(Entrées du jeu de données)
########################################
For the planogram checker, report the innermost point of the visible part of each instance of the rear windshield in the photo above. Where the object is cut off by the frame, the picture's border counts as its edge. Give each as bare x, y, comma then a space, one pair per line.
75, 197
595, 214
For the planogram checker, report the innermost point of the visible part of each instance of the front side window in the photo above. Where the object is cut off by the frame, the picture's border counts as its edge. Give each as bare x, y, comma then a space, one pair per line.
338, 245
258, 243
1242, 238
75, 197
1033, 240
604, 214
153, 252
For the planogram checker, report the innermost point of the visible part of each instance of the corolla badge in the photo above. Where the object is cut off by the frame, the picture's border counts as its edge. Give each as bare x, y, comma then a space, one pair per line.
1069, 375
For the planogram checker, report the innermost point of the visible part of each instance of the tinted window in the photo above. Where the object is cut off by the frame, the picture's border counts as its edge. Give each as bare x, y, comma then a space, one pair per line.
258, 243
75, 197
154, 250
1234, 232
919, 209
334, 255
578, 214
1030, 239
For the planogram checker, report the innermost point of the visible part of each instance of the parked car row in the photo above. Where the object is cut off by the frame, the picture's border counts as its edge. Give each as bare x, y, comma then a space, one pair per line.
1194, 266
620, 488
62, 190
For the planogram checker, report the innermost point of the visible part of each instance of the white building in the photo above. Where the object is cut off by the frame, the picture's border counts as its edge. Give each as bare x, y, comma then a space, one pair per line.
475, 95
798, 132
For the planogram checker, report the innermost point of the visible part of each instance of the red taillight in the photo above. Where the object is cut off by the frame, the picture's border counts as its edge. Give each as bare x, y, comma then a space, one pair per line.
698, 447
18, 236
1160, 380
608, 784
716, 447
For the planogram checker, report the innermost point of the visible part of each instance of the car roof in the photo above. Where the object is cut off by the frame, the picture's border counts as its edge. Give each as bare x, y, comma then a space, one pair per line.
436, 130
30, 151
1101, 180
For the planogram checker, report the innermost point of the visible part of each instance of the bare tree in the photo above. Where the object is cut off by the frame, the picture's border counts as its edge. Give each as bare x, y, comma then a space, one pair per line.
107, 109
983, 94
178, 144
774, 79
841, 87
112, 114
########################################
**Consigne écrite:** Transformez l'ensemble des lignes ci-dessus en une liste numérotée, en laissant de côté les lignes vides.

**Corrigé de l'exercice:**
1. For the planogram checker, report the innermost point of the visible part of each instance of the rear windshield in the photo above. Where the object is cut off by the frame, the picture's border counts as its edge. Give each as bare x, y, comma then a space, one pair per line.
2. 75, 197
3. 595, 214
4. For the planogram checker, report the innermost point of the visible part of each instance of the front side window in the photo above. Where the object is cut off by the frame, the picture's border counts as its edge. Give each as bare x, y, comma then a space, one pair per line.
5. 338, 245
6. 258, 243
7. 1242, 238
8. 75, 197
9. 1033, 240
10. 604, 214
11. 153, 252
12. For the planogram checker, report the innermost point of the visible part of each instance of the corolla badge in the photo above. Where the object is cut off by the frame, the picture's border counts as its edge. Give each as bare x, y, comma then a space, one pair per line.
13. 1069, 375
14. For the planogram checker, report the innermost point of the visible part of each instance of the tinted window in the photo above. Where the object is cut off by the frame, the picture's border counts as its edge. Give each as bare x, y, comma then a space, one pair per line.
15. 258, 243
16. 75, 197
17. 154, 250
18. 1234, 232
19. 919, 209
20. 334, 255
21. 578, 214
22. 1030, 239
23. For the planogram checker, report the innermost point of the visible part of each instance of the parked car row in the photo above. Where the object is cut off by the frame, the picture's border counts as its edge. Give each as bare x, y, comma then a space, one pair per line.
24. 1194, 266
25. 620, 488
26. 62, 190
27. For the planogram checker, report the innermost point of the visible part of each instance of the white building in the photo above. Where the object is cut off by the frame, the picture's border counts as its edge. Give each as bare x, y, comma then a space, one pair per line.
28. 475, 95
29. 798, 132
30. For the planogram checker, report the innermost point of the visible part of each instance of the red taillight in the photo above. Where the object is cut off by the frame, the picture's border counts as its edge. Give each as bare x, y, comma then a space, one pair per line.
31. 698, 447
32. 18, 236
33. 1160, 380
34. 608, 784
35. 716, 447
36. For the planogram checker, report the innermost point of the visible part of each instance of the car roof in the photo above. Where the object is cut off by the frame, the picture's border counts as its edge. Give each as bare x, y, comma then a space, one pair per line.
37. 436, 130
38. 30, 151
39. 1101, 180
40. For the planogram checker, report the innermost point of the visible part of each instance of the bare tree in the photo above. Where the object is cut off by the frame, the picture's border counts as its edge. Give each as bare x, y, comma then a space, one pair per line.
41. 107, 109
42. 983, 94
43. 178, 144
44. 774, 79
45. 841, 87
46. 112, 114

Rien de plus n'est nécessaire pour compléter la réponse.